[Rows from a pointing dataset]
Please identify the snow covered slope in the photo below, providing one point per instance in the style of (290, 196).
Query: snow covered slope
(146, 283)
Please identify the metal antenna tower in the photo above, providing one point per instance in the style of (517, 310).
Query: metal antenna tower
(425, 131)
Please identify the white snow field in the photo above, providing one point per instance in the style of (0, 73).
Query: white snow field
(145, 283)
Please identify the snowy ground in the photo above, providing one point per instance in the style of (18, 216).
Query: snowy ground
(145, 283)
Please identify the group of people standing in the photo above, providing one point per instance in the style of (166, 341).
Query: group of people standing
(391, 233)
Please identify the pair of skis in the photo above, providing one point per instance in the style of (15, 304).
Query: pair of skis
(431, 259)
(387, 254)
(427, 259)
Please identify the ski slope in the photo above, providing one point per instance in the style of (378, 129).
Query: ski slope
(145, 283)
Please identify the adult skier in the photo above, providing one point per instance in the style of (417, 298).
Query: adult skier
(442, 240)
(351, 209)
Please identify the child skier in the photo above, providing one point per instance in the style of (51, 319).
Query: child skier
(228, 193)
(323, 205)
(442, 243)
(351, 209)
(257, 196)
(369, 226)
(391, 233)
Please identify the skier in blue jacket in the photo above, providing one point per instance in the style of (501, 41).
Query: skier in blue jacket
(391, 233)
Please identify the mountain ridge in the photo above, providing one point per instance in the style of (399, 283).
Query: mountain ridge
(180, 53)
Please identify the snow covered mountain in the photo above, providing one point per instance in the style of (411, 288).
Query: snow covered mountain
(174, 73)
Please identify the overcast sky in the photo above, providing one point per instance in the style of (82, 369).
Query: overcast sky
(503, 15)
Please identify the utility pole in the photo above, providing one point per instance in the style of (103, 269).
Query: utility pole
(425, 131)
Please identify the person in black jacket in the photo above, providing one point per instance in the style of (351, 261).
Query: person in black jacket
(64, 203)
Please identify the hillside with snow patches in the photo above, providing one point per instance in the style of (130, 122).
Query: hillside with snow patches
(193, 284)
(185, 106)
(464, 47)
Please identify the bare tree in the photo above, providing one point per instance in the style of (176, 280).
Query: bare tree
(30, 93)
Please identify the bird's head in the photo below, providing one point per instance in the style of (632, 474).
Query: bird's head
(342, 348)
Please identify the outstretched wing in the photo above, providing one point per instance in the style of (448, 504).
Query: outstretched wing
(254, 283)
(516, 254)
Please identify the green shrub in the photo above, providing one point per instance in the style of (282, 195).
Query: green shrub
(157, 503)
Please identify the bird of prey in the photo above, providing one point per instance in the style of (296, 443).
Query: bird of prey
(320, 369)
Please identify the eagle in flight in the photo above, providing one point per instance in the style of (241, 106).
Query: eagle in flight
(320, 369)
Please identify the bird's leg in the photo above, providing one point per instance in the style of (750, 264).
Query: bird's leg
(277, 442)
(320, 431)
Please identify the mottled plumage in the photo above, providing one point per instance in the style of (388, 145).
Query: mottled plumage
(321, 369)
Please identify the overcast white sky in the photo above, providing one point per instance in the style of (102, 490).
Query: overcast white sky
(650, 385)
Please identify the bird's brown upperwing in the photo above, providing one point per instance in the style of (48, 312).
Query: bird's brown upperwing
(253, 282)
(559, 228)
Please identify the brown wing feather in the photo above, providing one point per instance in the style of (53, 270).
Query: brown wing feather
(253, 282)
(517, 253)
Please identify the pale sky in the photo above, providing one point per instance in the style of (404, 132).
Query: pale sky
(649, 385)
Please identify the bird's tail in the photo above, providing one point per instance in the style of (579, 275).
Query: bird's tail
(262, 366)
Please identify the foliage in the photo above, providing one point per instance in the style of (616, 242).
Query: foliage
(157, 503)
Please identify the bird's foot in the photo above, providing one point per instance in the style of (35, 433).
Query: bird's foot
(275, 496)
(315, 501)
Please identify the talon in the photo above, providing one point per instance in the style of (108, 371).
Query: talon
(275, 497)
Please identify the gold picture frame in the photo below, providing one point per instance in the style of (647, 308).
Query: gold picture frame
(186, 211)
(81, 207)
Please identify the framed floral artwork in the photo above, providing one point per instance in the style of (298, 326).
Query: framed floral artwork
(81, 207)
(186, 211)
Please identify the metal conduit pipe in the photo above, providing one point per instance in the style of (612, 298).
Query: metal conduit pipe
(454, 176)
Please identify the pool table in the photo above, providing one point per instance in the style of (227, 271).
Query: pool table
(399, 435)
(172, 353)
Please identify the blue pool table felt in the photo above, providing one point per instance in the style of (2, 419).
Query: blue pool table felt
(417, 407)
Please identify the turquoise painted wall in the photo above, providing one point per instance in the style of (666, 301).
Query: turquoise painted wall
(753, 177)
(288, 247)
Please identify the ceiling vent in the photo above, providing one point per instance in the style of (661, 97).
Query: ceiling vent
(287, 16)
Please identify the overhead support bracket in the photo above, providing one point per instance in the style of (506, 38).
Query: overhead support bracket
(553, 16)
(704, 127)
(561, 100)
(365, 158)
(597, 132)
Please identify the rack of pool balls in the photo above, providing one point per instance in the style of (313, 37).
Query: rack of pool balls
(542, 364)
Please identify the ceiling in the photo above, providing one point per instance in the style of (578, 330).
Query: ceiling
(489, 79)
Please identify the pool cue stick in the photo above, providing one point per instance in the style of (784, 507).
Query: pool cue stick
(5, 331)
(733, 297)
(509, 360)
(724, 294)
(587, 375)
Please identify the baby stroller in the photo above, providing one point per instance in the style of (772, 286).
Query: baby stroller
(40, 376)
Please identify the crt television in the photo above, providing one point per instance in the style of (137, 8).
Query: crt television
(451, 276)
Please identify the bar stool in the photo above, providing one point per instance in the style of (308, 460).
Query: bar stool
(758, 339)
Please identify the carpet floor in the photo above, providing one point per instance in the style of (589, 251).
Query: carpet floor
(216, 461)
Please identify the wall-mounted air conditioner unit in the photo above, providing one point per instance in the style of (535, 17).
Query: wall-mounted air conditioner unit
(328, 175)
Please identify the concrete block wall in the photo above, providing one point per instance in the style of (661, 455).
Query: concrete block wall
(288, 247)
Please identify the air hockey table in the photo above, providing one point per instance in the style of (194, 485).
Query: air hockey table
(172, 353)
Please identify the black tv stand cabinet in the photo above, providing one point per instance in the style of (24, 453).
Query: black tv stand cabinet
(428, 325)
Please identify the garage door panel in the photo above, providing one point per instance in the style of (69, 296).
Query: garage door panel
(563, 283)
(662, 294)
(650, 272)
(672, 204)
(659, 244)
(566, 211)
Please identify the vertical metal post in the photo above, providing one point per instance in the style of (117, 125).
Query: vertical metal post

- [Exercise task]
Copy the rows word for word, starting with the line that contains "Please identify the vertical" and ending with the last row.

- [Solution to the problem]
Please identify the vertical metal post in the photo above, providing one point per instance in the style of (117, 125).
Query: vertical metal post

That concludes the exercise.